== Set task 1 ==
Answer these questions from the article on political rhetoric:
(a) Until what date does the writer want the listed phrases banned?
(b) According to the writer, what do politicians really mean when they say "Let me be clear"?
(c) What does the writer call "Not uncommon/Not unusual"?
== Set task 2 ==
Write out the part of the article on political rhetoric starting with "Not uncommon/Not unusual: Perhaps" and going on through "not unsilver laptop.".

== Source document ==
--------

This is not even directly about attack ads, civility or incivility. You will read and hear endlessly from self-appointed “truth squads” or “fact checkers” about whether an ad is accurate, in or out of context, unfair or effective.
This is about clarity. With the Republican convention now mercifully in the dustbin of history, and the Democratic convention mercifully soon to follow, this is a clarion call (which surely will be ignored on all sides) to speak clearly, instead of saying nothing while pretending you’re saying something. This is a call to get rid of filler, distractions, repetition and absurdity in what passes for political rhetoric.
If these phrases were banned until Nov. 6, it wouldn’t make that rhetoric perfect, but it would help. Here are the highlights of my list. You probably have your own contributions. Send them to me, and I’ll include them in a later post from the political wilderness:
Let me be clear: There is no need for a politician to ask for permission to be clear. We, the people, are begging for them to be clear. In fact, when politicians say that, they are usually setting us up for more obfuscation – some gauzy, feel-good promise. What they really mean is, “Let me be vague.”
Not uncommon/Not unusual: Perhaps people think this makes them sound more erudite, but it does the opposite. It is a double negative in search of a positive. It just clogs everything up. I’ll demonstrate: I’m sitting on my not unblack chair, wearing my not unkhaki pants and my not unwhite shirt, in front of my not unbrown desk writing on my not unsilver laptop.

--------

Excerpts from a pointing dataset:
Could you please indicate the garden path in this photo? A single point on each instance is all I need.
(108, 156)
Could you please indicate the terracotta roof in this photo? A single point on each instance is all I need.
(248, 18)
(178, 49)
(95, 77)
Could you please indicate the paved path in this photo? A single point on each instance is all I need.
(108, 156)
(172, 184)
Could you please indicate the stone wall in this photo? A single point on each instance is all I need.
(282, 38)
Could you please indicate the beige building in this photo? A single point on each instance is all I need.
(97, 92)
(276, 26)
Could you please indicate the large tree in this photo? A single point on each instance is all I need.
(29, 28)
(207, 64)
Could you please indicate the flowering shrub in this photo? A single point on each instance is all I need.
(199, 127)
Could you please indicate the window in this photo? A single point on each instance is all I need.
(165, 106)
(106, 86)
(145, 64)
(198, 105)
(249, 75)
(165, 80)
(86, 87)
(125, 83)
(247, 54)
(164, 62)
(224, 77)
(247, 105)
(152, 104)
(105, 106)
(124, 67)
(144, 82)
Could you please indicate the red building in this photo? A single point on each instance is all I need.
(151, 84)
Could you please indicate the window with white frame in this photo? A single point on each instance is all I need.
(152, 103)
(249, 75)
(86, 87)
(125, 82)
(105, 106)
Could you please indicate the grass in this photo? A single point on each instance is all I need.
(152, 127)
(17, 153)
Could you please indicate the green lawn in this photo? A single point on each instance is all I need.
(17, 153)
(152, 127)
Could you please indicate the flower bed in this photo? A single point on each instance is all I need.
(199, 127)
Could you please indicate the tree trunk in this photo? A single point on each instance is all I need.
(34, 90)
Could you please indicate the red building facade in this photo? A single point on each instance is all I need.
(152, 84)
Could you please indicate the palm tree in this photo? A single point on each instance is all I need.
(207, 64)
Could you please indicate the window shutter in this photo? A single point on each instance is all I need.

--------

== Exercise output 1 ==
(a) Nov. 6
(b) "Let me be vague."
(c) A double negative in search of a positive

== Exercise output 2 ==
Not uncommon/Not unusual: Perhaps people think this makes them sound more erudite, but it does the opposite. It is a double negative in search of a positive. It just clogs everything up. I’ll demonstrate: I’m sitting on my not unblack chair, wearing my not unkhaki pants and my not unwhite shirt, in front of my not unbrown desk writing on my not unsilver laptop.